### Task to carry out
Could you pick up the court account of Parker's arrest below and write what comes after its last sentence?

### Document excerpt
+--

When Deputy Stroop informed Parker that she was under arrest, she became “extremely
angry” and began screaming and cursing at the deputies. The deputies handcuffed Parker—which
she resisted—and escorted her to Deputy Roe’s cruiser. Against Parker’s continued resistance, the
deputies sat her in the cruiser’s backseat. After Parker stated that the handcuffs, which were behind
her back, were too tight, Deputy Roe removed one handcuff so that the deputies could move her
hands to the front. Parker then “became aggressive again” and “flail[ed] around.” The deputies
removed her from the vehicle and re-handcuffed her. When Parker “refused to get back in the car,”
the deputies “assist[ed]” her into a position where she sat on the vehicle’s rear seat “facing out the
door.” Parker then “raised her leg up” and “kicked Deputy Roe” in “the stomach area,” near the
bottom of his vest. The kick “knock[ed]” Deputy Roe “back a step” before the deputies got
Parker’s feet back inside the vehicle.

+--

### Provided data
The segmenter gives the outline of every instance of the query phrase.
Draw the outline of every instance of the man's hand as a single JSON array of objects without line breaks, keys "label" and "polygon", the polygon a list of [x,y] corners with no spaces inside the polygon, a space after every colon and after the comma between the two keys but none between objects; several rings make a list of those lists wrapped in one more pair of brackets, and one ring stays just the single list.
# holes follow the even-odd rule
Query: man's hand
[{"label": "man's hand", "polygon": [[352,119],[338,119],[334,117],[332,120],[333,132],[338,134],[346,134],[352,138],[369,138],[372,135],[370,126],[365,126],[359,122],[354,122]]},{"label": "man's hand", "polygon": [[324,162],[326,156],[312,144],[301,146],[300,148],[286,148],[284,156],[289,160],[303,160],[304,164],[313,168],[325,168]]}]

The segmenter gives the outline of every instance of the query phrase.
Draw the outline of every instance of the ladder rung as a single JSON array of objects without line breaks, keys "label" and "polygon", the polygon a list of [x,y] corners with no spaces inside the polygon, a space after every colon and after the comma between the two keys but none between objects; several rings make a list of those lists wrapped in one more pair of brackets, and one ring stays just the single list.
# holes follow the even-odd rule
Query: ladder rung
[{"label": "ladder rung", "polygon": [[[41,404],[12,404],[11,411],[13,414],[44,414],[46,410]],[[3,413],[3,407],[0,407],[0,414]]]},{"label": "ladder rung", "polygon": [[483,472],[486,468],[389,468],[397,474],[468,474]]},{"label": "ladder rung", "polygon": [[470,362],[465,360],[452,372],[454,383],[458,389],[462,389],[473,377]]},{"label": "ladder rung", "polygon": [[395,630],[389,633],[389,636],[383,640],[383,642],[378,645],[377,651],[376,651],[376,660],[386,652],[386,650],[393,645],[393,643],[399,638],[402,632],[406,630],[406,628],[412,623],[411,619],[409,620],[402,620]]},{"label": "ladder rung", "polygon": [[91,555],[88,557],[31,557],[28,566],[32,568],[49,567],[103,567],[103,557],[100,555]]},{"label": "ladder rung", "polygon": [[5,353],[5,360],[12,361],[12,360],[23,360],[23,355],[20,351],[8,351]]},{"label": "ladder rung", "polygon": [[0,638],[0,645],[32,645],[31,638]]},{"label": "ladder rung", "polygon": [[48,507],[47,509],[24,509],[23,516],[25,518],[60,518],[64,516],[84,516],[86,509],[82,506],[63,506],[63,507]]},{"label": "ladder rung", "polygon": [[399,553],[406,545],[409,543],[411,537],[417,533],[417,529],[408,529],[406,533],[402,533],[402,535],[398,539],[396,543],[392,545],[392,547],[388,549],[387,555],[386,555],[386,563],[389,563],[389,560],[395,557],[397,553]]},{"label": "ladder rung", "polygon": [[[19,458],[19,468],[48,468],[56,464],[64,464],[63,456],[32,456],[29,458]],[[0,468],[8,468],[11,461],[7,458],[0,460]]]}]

+--

### Solved exercise
After Deputy Stroop’s testimony, the Commonwealth moved to amend the indictment to
allege that Parker “did feloniously assault and batter” Deputy Roe. (Emphasis added). The trial
court granted the motion over Parker’s objection, noting that Code § 19.2-231 authorizes a trial
court to permit amendment of an indictment at any time before the jury returns a verdict. Parker
then moved for a continuance; the trial court denied the motion, concluding that the amendment did
not constitute a surprise within the meaning of Code § 19.2-231. The trial court noted that defense
counsel “very capably and ably cross-examined Deputy Stroop with the terms of a police report that
clearly indicated the events that transpired.”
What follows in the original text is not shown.